Given instruction 1 -> Could you condense the paragraph of the butternut squash salad post that begins "If you've been following my posts of late" into a shorter version that keeps its main facts?

Provided text ->
────────────────────────────────────────

Butternut Squash Salad: It Deserves a Close-Up

Such brilliant fall flavors and colors, yes?

If you’ve been following my posts of late you know that I recently did a cooking demo at the Boston Local Food Festival. I made several salads that day with a focus on teaching people how to make vinaigrette. My first dish was a butternut squash salad with rosemary roasted onions, dried cranberries, and chive blossoms. If you missed it, check out the videos of me whisking up a maple dijon vinaigrette and putting together the salad for more details and a few healthy eating tips. Yet, it’s hard to see just how pretty that salad was on the video, inspiring me to prepare it for dinner earlier this week to show you a photo (or four). I used crisp green and red mustard greens as the bed and served it with a cup of tomato tamarind soup for a perfect autumn supper.  With all the gorgeous colors and flavors (not to mention nutrients), isn’t it time for you to give this salad a try?

Salad Experimentation (and a Few More Photos)

────────────────────────────────────────

Given instruction 2 -> Would you reproduce word for word the stretch of the records from the line containing "Mark every instance of the harvester unloading" through the line containing "pixel 70 87", omitting the pictures?

────────────────────────────────────────

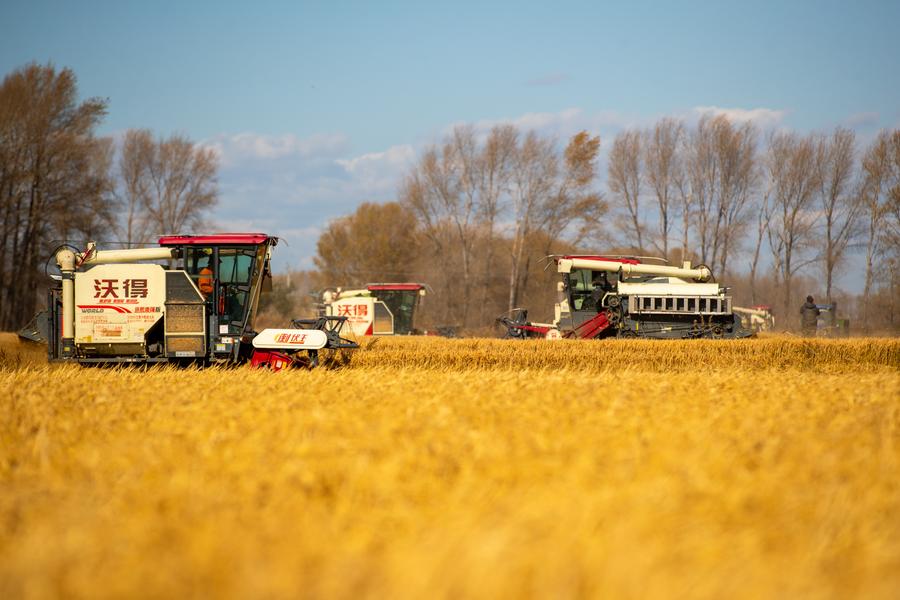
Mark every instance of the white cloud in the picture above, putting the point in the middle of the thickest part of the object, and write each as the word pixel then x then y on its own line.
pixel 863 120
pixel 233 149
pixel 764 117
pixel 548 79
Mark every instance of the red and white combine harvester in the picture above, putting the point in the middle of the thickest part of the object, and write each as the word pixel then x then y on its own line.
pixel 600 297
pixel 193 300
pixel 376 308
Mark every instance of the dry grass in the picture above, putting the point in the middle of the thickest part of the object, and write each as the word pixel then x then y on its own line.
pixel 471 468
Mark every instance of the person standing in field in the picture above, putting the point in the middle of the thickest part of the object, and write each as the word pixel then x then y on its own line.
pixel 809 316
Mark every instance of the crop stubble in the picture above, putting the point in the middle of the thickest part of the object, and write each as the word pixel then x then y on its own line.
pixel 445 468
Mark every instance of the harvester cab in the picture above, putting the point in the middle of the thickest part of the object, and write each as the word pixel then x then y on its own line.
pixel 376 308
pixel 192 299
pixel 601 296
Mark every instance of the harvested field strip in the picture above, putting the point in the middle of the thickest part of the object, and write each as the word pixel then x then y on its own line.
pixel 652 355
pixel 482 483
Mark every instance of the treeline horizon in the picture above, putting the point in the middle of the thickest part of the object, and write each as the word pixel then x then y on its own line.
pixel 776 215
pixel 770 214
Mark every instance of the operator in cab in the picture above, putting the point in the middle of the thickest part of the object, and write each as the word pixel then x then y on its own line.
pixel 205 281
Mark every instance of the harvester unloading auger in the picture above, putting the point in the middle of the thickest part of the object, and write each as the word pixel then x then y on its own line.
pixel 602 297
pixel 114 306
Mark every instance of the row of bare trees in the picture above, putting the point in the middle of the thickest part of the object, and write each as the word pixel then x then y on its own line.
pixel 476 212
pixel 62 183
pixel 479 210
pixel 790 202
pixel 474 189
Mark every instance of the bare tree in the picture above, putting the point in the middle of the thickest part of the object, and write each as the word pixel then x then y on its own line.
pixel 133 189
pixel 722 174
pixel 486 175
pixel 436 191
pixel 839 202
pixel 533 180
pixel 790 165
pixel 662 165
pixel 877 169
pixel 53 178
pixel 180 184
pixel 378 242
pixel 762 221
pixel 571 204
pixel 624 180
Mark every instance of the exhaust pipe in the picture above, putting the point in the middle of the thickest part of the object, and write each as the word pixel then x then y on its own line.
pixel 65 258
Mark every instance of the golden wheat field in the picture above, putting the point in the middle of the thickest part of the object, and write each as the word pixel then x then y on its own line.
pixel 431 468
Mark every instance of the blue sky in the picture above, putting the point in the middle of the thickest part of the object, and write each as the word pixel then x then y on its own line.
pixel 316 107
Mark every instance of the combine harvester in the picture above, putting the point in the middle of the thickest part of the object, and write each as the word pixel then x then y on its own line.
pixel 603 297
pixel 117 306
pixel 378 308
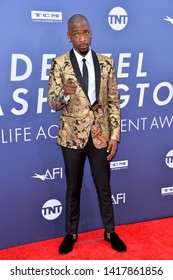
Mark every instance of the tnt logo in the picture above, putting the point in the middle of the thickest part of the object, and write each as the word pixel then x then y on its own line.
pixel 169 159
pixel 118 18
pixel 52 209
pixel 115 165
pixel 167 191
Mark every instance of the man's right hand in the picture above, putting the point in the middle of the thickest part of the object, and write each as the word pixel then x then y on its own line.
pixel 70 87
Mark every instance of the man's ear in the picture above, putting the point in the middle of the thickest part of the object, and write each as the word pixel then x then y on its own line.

────────────────────────────────────────

Complete output 1 -> I recently did a cooking demo at the Boston Local Food Festival, making several salads to teach people how to make vinaigrette. The first was a butternut squash salad with rosemary roasted onions, dried cranberries, and chive blossoms, and videos show me making a maple dijon vinaigrette and assembling the salad. The video didn't show how pretty the salad was, so I made it for dinner this week to photograph it. I served it on green and red mustard greens with a cup of tomato tamarind soup. With its colors, flavors, and nutrients, it's worth trying.

Complete output 2 ->
Mark every instance of the harvester unloading auger in the picture above, putting the point in the middle of the thickest part of the object, and write each as the word pixel then x then y on its own line.
pixel 602 297
pixel 114 306
Mark every instance of the row of bare trees in the picture above, putting the point in the middle of the thickest part of the object, and write each as the word pixel then x then y on its own line.
pixel 476 212
pixel 62 183
pixel 479 210
pixel 790 202
pixel 474 189
Mark every instance of the bare tree in the picture above, putting the point in the middle of the thickest part of the object, and write each as the word pixel then x then y on its own line.
pixel 133 189
pixel 722 174
pixel 486 175
pixel 436 191
pixel 839 202
pixel 533 180
pixel 790 165
pixel 662 165
pixel 877 169
pixel 53 178
pixel 180 184
pixel 378 242
pixel 762 221
pixel 571 204
pixel 624 180
Mark every instance of the exhaust pipe in the picture above, putting the point in the middle of the thickest part of the object, and write each as the word pixel then x then y on its own line.
pixel 65 258
Mark every instance of the golden wheat field in the picture above, putting the point in the middle of the thickest part of the object, and write each as the word pixel then x then y on its own line.
pixel 431 468
Mark every instance of the blue sky in the picture above, putting the point in the middle of the thickest part of the object, and write each as the word pixel then x then y on its own line.
pixel 316 107
Mark every instance of the combine harvester in the picture above, putting the point in the middle of the thickest part of the object, and write each as the word pixel then x then y on its own line.
pixel 603 297
pixel 117 306
pixel 378 308
Mark every instance of the tnt logo in the picture above, putting the point in the middle of the thickest part of the object, and write each as the word pixel then x then y on its own line.
pixel 169 159
pixel 118 18
pixel 52 209
pixel 115 165
pixel 167 191
Mark every instance of the man's right hand in the picture above, putting the point in the middle of the thickest part of the object, and write each as the word pixel then x then y on its own line.
pixel 70 87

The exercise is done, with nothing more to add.